Railway Station in Rajasthan, India

Kota Junction railway station (station code: KOTA) is an NSG-2 category junction railway station in Kota, Rajasthan, on the New Delhi–Mumbai main line. It serves as the headquarters of the Kota Division of West Central Railway and is one of the major railway junctions on the route.

==Background==
Kota is an important station on the New Delhi–Mumbai main line and has direct connectivity with all major cities in the country. More than 220 trains make a halt at the station. Many important trains originate from Kota including Patna–Kota Express, Kota-Hazrat Nizamuddin Jan Shatabdi Express, Kota-Hisar Express, Kota-Dehradun Nanda Devi Express, Kota-Shree Mata Vaishno Devi Katra Express, Damoh–Kota Passenger, Indore–Kota Intercity Express and Kota–Shri Ganganagar Superfast Express.

== What the task requires ==
Write the next part of the text about Kota Junction railway station, starting right after its last sentence. The records that follow are separate material and have nothing to do with the text about Kota Junction railway station.

== Data provided ==
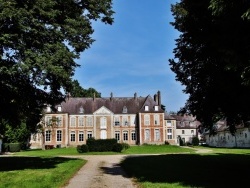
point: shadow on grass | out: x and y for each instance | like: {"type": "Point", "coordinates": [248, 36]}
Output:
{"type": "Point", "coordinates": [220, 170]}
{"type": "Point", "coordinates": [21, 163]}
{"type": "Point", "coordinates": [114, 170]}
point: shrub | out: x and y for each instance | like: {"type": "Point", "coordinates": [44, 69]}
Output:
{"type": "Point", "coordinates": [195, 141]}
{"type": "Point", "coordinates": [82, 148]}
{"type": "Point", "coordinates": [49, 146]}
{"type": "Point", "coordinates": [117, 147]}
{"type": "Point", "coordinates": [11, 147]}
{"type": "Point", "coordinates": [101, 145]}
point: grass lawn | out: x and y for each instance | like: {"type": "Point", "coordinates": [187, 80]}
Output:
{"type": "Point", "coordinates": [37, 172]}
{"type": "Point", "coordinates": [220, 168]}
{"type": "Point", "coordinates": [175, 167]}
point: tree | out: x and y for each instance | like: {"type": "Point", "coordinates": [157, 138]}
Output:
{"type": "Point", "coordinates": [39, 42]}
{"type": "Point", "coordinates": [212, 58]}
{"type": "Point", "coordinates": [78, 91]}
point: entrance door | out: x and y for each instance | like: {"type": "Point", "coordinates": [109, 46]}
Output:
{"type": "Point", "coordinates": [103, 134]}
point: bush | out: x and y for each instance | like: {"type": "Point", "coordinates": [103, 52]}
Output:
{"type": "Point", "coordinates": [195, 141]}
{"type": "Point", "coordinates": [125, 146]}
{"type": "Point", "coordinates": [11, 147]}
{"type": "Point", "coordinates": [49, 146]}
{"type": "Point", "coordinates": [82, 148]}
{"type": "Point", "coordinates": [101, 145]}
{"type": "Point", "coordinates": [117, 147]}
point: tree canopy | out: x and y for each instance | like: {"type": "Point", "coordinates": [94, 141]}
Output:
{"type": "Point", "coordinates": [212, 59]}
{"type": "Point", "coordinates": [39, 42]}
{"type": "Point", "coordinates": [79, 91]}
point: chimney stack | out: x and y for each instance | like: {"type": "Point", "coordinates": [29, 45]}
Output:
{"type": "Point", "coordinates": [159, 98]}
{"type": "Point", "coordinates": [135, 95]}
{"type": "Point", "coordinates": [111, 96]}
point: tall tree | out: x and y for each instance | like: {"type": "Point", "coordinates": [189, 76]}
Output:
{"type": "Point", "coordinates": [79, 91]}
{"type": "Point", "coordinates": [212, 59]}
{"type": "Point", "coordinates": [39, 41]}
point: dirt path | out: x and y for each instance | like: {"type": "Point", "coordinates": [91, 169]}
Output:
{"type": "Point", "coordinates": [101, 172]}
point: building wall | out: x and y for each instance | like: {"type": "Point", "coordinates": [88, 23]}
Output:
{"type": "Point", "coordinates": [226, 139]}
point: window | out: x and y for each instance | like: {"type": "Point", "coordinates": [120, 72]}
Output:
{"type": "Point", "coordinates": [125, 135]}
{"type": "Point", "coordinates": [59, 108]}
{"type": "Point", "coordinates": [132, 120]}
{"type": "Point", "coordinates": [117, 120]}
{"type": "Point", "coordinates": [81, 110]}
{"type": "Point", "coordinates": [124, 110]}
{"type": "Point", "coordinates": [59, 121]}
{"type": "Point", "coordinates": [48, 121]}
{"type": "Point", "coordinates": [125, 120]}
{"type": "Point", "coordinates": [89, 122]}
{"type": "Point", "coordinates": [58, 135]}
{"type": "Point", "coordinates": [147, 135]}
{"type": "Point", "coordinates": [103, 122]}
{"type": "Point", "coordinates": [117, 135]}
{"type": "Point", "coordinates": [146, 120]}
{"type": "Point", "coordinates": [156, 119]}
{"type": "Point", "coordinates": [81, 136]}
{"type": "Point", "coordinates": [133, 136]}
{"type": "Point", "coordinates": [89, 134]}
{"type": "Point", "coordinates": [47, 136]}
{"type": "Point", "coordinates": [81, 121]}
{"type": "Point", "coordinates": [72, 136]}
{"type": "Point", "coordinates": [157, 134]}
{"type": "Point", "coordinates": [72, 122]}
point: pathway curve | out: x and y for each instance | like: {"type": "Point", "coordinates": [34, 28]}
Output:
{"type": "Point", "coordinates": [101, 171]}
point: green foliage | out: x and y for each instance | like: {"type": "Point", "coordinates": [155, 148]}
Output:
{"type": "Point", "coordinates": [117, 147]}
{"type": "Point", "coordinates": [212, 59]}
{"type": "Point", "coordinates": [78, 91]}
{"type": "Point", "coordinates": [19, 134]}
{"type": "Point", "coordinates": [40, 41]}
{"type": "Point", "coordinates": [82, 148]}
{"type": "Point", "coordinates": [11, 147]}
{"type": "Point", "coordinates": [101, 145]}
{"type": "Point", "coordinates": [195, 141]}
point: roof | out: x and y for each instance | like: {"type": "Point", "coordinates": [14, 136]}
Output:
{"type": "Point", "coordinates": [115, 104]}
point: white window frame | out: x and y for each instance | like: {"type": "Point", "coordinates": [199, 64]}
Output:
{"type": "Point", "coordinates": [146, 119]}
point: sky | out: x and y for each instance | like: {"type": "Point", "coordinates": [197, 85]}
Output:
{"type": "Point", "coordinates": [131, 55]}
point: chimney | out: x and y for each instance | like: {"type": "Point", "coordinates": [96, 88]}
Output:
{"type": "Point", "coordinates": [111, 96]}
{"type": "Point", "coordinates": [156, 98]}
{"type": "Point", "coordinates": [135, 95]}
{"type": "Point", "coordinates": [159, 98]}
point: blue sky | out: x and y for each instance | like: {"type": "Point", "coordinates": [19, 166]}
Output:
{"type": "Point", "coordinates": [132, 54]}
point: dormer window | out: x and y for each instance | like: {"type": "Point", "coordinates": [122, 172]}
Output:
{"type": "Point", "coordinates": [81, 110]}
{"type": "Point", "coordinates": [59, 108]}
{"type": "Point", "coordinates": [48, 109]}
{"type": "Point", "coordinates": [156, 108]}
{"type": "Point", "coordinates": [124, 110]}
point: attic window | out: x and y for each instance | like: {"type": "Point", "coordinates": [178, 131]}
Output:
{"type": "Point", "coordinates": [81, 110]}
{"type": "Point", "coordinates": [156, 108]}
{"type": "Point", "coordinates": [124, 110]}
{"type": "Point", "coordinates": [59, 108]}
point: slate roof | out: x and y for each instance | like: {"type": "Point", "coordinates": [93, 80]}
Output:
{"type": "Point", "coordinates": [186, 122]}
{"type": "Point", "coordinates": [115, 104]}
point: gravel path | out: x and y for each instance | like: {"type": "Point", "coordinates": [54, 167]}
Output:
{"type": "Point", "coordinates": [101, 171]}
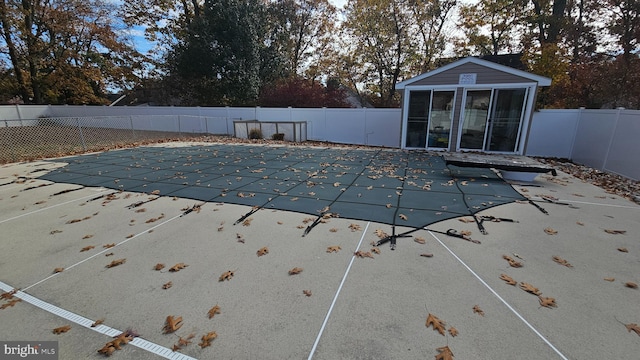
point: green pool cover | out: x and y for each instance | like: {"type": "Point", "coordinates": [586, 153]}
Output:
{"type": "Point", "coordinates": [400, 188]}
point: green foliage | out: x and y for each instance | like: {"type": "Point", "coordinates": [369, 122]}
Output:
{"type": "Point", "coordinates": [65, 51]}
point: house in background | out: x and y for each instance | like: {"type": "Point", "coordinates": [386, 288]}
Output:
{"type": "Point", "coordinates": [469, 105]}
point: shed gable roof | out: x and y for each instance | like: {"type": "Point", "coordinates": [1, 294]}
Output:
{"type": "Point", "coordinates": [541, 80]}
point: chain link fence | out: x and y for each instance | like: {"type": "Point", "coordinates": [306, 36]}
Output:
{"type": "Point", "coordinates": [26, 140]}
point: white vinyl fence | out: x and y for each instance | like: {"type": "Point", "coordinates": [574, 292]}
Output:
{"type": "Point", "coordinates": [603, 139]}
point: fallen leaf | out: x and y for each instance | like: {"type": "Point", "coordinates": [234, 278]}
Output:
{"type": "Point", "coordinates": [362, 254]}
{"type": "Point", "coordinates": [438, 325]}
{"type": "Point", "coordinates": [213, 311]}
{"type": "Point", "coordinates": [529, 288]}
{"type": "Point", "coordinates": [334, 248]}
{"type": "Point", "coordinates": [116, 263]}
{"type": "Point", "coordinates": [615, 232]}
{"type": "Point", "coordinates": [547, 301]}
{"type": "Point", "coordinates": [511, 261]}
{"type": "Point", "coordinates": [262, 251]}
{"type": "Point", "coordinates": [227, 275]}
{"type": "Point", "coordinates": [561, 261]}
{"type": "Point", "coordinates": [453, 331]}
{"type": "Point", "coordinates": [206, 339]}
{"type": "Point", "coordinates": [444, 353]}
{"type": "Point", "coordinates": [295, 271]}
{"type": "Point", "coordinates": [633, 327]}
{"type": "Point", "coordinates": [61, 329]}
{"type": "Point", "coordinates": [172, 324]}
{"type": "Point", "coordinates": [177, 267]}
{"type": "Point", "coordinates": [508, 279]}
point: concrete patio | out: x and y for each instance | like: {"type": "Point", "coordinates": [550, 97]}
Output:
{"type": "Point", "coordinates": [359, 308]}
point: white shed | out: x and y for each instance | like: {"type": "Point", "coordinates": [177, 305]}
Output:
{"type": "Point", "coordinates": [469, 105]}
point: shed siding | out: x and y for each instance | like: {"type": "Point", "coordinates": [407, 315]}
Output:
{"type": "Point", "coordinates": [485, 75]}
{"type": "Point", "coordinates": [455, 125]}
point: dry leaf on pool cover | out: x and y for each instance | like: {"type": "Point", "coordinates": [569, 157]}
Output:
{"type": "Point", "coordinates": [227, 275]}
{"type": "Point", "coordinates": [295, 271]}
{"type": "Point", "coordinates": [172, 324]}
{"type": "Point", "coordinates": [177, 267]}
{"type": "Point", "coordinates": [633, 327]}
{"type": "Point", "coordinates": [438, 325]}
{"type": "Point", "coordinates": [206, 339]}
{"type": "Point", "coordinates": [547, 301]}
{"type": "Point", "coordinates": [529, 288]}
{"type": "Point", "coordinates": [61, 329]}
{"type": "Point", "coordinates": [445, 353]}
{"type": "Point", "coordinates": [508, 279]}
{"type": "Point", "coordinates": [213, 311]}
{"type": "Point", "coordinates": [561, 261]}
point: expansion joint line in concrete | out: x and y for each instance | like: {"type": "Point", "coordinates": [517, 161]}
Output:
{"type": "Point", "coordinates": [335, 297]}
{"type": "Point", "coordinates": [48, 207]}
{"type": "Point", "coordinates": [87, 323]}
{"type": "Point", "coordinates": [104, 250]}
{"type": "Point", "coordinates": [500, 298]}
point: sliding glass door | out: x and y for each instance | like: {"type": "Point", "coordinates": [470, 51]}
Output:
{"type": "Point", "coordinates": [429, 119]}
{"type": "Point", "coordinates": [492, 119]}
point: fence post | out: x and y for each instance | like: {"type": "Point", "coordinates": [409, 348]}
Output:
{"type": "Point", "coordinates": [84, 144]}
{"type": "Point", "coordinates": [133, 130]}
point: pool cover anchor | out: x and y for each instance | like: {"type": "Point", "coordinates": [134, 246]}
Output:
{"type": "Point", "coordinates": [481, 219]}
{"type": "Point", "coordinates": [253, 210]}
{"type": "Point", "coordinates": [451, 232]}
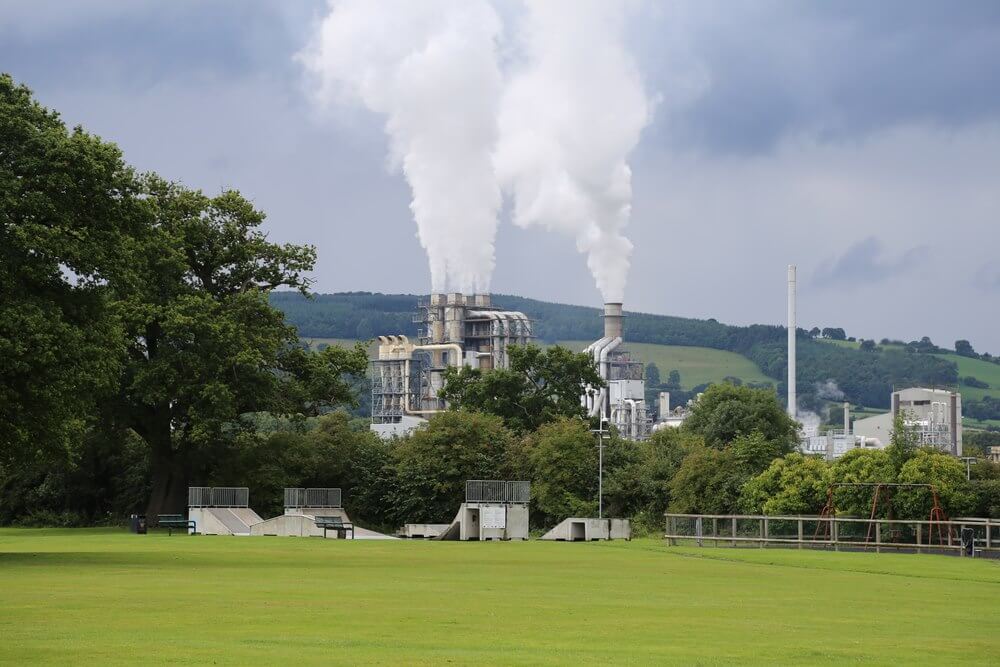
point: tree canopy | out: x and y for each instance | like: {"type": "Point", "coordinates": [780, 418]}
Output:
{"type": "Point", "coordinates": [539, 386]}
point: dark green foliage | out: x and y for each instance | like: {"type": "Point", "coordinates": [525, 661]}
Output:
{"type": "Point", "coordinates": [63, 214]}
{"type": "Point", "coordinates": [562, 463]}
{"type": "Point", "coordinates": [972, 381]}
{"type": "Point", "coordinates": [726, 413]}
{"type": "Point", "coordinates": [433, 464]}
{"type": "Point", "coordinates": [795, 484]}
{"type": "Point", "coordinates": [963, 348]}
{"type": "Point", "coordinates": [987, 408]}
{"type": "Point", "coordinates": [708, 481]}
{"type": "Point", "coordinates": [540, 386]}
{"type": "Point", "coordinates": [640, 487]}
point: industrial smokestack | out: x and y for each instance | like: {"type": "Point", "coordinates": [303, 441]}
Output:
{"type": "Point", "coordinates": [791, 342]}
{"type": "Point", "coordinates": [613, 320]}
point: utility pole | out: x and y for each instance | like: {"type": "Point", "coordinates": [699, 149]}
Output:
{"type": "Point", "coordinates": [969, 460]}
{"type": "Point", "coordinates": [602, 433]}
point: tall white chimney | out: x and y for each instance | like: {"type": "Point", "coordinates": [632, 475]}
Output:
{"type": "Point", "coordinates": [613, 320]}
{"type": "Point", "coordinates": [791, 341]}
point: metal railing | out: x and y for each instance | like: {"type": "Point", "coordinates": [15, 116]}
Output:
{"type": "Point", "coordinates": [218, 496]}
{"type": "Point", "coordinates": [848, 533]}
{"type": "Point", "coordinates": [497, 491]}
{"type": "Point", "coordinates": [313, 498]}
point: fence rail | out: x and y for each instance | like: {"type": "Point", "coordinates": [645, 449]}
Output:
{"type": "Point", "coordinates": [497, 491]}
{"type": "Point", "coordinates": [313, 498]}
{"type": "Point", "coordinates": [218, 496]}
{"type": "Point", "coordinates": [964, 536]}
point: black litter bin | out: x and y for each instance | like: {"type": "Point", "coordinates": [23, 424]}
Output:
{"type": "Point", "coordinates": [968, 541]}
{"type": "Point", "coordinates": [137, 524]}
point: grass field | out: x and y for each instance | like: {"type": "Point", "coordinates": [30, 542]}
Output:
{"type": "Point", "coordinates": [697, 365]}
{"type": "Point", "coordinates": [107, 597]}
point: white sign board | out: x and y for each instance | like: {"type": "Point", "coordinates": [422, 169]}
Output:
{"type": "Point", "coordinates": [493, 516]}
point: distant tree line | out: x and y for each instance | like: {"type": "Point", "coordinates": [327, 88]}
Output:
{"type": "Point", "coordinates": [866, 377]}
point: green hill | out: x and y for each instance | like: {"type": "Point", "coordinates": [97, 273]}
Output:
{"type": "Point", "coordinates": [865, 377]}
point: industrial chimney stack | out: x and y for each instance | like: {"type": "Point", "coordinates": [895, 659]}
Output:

== Result of the exercise ==
Kota city is also served by another 2 railway substation called New Kota railway station (NKOT) located opposite to Rajeev Gandhi Nagar in the southern part of the city & Sogaria railway station (SGAC)

==Electrification==
The Kanwalpura–Kota and Gurla–Kota sections were electrified in the financial year of 1987–88 under Western Railways.

==Passenger movement==
Kota is amongst the top hundred booking stations of Indian Railway.